══ Document excerpt ══
To distinguish between problems to solve and tensions to manage, ask the following:

  • Does this problem or tension keep resurfacing?
    • If it keeps coming up you have a tension to manage, not a problem to solve.
    • If it resurfaces seasonally, it’s more than likely a tension.
  • Are there mature advocates for both sides?
    • If yes, you’ve stumbled on a problem you can’t solve but a tension you have to manage away.
    • Every single healthy church should have the tension of calling seekers and teaching believers. We must be comfortable living with this tension.
    • We must get comfortable living in the tension.
  • Are the two sides really interdependent?

The role of leadership is to leverage the tension to the benefit of the organization.

  • Identify the tensions to be manage in your organization.
    • What are the problems we need to quit trying to solve and need to learn to manage?
  • Create terminology.
    • When you create terminology you create a third category for your teams.
    • When you get two strong personalities on opposing sides of an issue, if there is no third category it’s only win/lose.
    • Some people shouldn’t win.
    • It gives you an option to say, “this is a tension we are going to have to learn to manage.”
  • Inform your core.
    • Make sure your key players understand this principle.
    • Help create new terminology around the idea.
    • It allows conversations to go better.
    • Don’t try to solve, leverage.
    • Certain tensions are key to progress.
    • If you decide them out of the conversation you miss an opportunity to grow your organization.
  • Continually give value to both sides.
  • Don’t weigh in too heavily based on your personal biases.
    • We have an opinion.
═══
══ Data under study ══
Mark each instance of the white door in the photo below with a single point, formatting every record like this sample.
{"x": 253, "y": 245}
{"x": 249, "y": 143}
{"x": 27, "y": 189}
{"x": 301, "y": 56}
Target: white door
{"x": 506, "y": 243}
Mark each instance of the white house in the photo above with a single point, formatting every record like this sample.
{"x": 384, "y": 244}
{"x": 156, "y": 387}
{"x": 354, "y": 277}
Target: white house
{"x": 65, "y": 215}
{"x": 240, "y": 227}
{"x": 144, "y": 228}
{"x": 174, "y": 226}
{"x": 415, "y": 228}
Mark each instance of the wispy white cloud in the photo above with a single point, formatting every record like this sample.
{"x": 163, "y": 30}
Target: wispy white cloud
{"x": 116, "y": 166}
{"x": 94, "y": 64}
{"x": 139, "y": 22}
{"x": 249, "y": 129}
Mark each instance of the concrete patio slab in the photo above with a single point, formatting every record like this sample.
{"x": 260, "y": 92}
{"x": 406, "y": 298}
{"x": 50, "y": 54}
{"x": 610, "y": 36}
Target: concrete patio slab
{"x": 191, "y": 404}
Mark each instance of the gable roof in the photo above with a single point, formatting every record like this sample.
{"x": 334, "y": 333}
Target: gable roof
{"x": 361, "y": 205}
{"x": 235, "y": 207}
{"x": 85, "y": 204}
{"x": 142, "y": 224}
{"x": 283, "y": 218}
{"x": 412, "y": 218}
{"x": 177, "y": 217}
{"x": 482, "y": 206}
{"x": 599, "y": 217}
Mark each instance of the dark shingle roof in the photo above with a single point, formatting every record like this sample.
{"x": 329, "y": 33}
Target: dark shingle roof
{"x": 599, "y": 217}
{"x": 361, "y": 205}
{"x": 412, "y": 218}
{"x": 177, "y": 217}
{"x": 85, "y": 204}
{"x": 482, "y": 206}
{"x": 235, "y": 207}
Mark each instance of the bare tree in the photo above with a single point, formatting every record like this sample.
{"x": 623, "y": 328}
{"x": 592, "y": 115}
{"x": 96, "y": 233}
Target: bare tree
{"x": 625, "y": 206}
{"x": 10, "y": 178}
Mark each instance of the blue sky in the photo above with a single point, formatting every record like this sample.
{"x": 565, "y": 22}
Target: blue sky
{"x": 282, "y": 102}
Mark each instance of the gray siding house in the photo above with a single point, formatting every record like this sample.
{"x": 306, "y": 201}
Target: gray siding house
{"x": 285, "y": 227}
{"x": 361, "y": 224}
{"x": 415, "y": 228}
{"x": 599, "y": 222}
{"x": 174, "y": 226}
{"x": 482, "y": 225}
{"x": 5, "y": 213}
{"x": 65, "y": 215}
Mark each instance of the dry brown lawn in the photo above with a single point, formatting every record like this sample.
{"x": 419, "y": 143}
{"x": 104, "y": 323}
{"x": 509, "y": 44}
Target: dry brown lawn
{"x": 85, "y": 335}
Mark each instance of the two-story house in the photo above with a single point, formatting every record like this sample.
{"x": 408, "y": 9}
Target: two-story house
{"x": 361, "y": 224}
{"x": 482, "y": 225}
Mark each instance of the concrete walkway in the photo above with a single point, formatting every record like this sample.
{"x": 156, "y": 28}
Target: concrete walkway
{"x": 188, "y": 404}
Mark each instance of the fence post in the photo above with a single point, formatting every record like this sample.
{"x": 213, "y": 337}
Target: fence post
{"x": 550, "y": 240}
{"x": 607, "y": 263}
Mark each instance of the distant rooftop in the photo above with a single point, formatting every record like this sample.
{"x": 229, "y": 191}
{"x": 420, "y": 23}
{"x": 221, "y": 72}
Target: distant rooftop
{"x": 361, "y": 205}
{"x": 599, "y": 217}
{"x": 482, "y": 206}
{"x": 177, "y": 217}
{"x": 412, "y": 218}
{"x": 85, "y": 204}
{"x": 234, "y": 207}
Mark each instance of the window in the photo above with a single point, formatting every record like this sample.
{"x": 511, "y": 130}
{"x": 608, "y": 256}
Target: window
═══
Required action A =
In the notes on managing tensions, what is the role of leadership?
Required action B =
Reproduce verbatim the passage of the notes on managing tensions between "To distinguish between" and "for both sides?", inclusive.

Written response A =
The role of leadership is to leverage the tension to the benefit of the organization.

Written response B =
To distinguish between problems to solve and tensions to manage, ask the following:

  • Does this problem or tension keep resurfacing?
    • If it keeps coming up you have a tension to manage, not a problem to solve.
    • If it resurfaces seasonally, it’s more than likely a tension.
  • Are there mature advocates for both sides?